• **To do**
[A] In the COPD study abstract below, how many patients with stable COPD had their serum pro-BNP and IL-6 levels measured?
[B] Pick up the COPD study abstract below after its final sentence and continue it.

• **Supplied text**
________

Abstract
Objective
The aim of this study was to determine the levels of serum pro-brain natriuretic peptide (pro-BNP) and interleukin (IL)-6 in patients with stable chronic obstructive pulmonary disease (COPD) and to correlate these markers with health-related quality of life using the COPD assessment test (CAT).
Materials and Methods
Serum pro-BNP and IL-6 levels were measured in 82 patients with stable COPD. Serum pro-BNP and serum IL-6 levels, pulmonary function, and oxygen saturation (SpO2) were measured according to the Global Initiative for Chronic Obstructive Lung Disease (GOLD) stage and CAT score. Also, the associations of both pro-BNP and IL-6 with the clinical parameters of patients were tested.
Results
The serum levels of IL-6 (7.57 [5–11.16] pg/mL) and pro-BNP (120.55 [92.89–144.20] pg/mL) were higher with enhancing disease severity based on the GOLD classification (p = 0.034 and 0.068, respectively). Also, serum levels of pro-BNP (120.55 [89.50–147.90] pg/mL) and IL-6 (6.68 [4.40–11.97] pg/mL) were increased in patients with high CAT scores (p = 0.004 and 0.017, respectively). There was a significant positive correlation between plasma pro-BNP and IL-6 levels (r = 0.332, p = 0.002).
Conclusion
The results demonstrated that with increased severity of obstruction based on the GOLD criteria both IL-6 and pro-BNP were elevated. This increase in inflammatory markers was associated with a reduced quality of life and the severity of hypoxia. These findings indicated that lowering IL-6 and pro-BNP could be useful in the management of COPD patients.
Keywords: Chronic obstructive pulmonary disease, Pro-brain natriuretic peptide, Interleukin-6, COPD assessment test
Significance of the Study
This study revealed that with increasing severity of obstruction in patients with stable chronic obstructive pulmonary disease (COPD), both IL-6 and pro-brain natriuretic peptide (pro-BNP) increased. Of equal importance, a significant positive correlation was observed between IL-6 and pro-BNP serum levels. This increase in inflammatory markers was associated with a reduced quality of life and the severity of hypoxia. These findings indicate that lowering IL-6 and pro-BNP could be useful in the management of COPD patients.

________

• **Source information**
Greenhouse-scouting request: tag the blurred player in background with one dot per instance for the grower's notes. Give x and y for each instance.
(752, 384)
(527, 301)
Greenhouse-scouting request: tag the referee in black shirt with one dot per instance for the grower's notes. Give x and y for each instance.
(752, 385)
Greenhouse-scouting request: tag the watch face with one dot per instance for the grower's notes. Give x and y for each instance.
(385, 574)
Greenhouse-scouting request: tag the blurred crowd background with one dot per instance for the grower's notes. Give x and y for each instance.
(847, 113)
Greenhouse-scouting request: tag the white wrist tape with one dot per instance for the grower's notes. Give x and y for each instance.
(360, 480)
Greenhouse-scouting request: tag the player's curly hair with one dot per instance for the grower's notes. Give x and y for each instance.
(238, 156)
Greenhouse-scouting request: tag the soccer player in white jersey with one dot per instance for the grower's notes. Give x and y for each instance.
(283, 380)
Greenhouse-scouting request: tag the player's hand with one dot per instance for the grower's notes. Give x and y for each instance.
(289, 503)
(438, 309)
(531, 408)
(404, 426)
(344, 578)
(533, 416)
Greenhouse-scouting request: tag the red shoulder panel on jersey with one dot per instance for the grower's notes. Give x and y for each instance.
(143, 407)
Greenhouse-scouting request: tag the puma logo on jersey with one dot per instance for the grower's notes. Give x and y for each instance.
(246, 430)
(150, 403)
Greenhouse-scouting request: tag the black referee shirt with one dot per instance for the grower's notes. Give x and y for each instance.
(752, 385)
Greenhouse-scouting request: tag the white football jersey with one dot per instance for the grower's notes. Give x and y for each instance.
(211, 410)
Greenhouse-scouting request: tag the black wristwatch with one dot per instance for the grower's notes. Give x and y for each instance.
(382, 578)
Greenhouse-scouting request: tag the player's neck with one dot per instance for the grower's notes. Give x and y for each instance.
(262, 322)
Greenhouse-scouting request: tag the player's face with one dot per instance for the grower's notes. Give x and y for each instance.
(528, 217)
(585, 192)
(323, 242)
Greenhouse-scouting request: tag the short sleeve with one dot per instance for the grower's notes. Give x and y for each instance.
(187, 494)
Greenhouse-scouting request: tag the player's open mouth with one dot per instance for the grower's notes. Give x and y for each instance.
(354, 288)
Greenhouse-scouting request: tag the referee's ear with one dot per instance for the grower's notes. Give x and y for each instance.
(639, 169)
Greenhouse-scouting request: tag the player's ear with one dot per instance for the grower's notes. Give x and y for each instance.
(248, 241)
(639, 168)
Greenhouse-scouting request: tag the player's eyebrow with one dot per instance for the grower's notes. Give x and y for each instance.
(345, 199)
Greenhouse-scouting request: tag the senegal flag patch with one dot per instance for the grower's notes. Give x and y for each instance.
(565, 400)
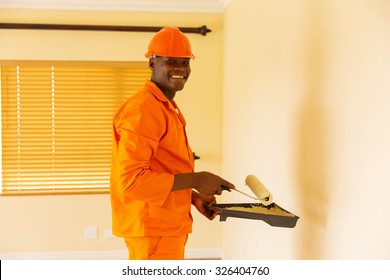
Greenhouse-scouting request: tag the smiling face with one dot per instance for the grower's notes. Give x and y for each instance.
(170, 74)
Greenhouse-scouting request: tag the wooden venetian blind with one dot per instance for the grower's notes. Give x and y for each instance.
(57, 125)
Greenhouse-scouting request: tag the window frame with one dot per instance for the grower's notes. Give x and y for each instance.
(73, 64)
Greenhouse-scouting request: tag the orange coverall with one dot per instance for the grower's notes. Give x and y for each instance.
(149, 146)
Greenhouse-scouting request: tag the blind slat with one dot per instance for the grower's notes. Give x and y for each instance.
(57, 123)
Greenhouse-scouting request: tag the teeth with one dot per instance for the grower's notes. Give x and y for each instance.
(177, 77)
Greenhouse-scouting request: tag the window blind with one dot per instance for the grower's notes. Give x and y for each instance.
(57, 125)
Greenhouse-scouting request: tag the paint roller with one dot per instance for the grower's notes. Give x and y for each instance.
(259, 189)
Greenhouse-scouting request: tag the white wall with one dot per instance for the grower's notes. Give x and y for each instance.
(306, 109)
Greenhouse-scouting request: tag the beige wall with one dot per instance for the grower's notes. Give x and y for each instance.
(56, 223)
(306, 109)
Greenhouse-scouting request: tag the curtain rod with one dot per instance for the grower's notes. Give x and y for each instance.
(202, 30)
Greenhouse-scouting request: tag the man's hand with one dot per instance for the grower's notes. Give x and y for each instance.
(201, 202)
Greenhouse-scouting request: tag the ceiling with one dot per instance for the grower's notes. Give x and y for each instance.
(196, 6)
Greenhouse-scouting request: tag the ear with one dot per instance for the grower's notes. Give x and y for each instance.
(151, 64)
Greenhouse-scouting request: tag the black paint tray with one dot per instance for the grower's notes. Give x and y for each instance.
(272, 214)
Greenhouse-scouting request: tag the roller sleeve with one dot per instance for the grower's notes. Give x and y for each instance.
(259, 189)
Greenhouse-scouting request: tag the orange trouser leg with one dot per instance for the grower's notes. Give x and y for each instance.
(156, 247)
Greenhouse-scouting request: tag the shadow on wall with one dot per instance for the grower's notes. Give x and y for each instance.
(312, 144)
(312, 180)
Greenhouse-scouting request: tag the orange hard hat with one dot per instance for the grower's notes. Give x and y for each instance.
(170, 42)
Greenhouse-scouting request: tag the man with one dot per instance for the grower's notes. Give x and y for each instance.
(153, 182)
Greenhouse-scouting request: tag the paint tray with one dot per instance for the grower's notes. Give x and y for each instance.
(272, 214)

________

• **Task-by-task answers**
[A] 82 patients.

[B]
Introduction
The main characteristic of chronic obstructive pulmonary disease (COPD) is a limitation of airflow that is not fully reversible but preventable and treatable with significant extrapulmonary effects [1]. Usually, the limitation of airflow in COPD is progressive and related to an abnormal inflammatory condition in response to gases and noxious particles [1]. Obstruction of airflow can lead to dyspnea, inactivity, and poor health-related quality of life [2]. Moreover, in patients with COPD, systemic inflammatory conditions might result from the spill-over of cytokines, mediators, or activated inflammatory cells from the lung to the systemic circulation or, alternatively, from peripheral tissues to the lung [3]. Several studies indicated elevated circulating levels of cytokines such as tumor necrosis factor-α (TNF-α) [4], interleukin (IL)-6 [5], and IL-8 [6] in patients with COPD. The repetitive release of cytokines in COPD probably affects the systemic consequence of COPD and health-related quality of life [3].
One of the most common problems associated with reduced quality of life in COPD patients is cardiac comorbidities [7]. Pulmonary vascular disease, coronary-artery disease, and heart failure are common comorbidities associated with COPD [7, 8]. It was shown that chronic comorbidities in COPD could affect health outcomes and that COPD patients could die from cardiac disorders [9].
One of the cardiac problems in COPD patients is right-sided heart distention that results in an increased level of serum brain natriuretic peptide (BNP). The BNP is a 32-amino acid polypeptide, and is synthesized and secreted predominantly from the right and left cardiac ventricles [10]. The main stimulus for BNP secretion is ventricular stress with pressure or volume overload. Other triggers of BNP secretion are proinflammatory cytokines such as IL-1β, TNF-α, and IL-6 [10]. Increased levels of proinflammatory cytokines could be due to the increase in BNP in patients with a normal left ventricular function. Therefore, the purpose of this study was to evaluate serum levels of pro-BNP and IL-6 in stable COPD patients and investigate the relationship between these factors and health status using the COPD assessment test (CAT).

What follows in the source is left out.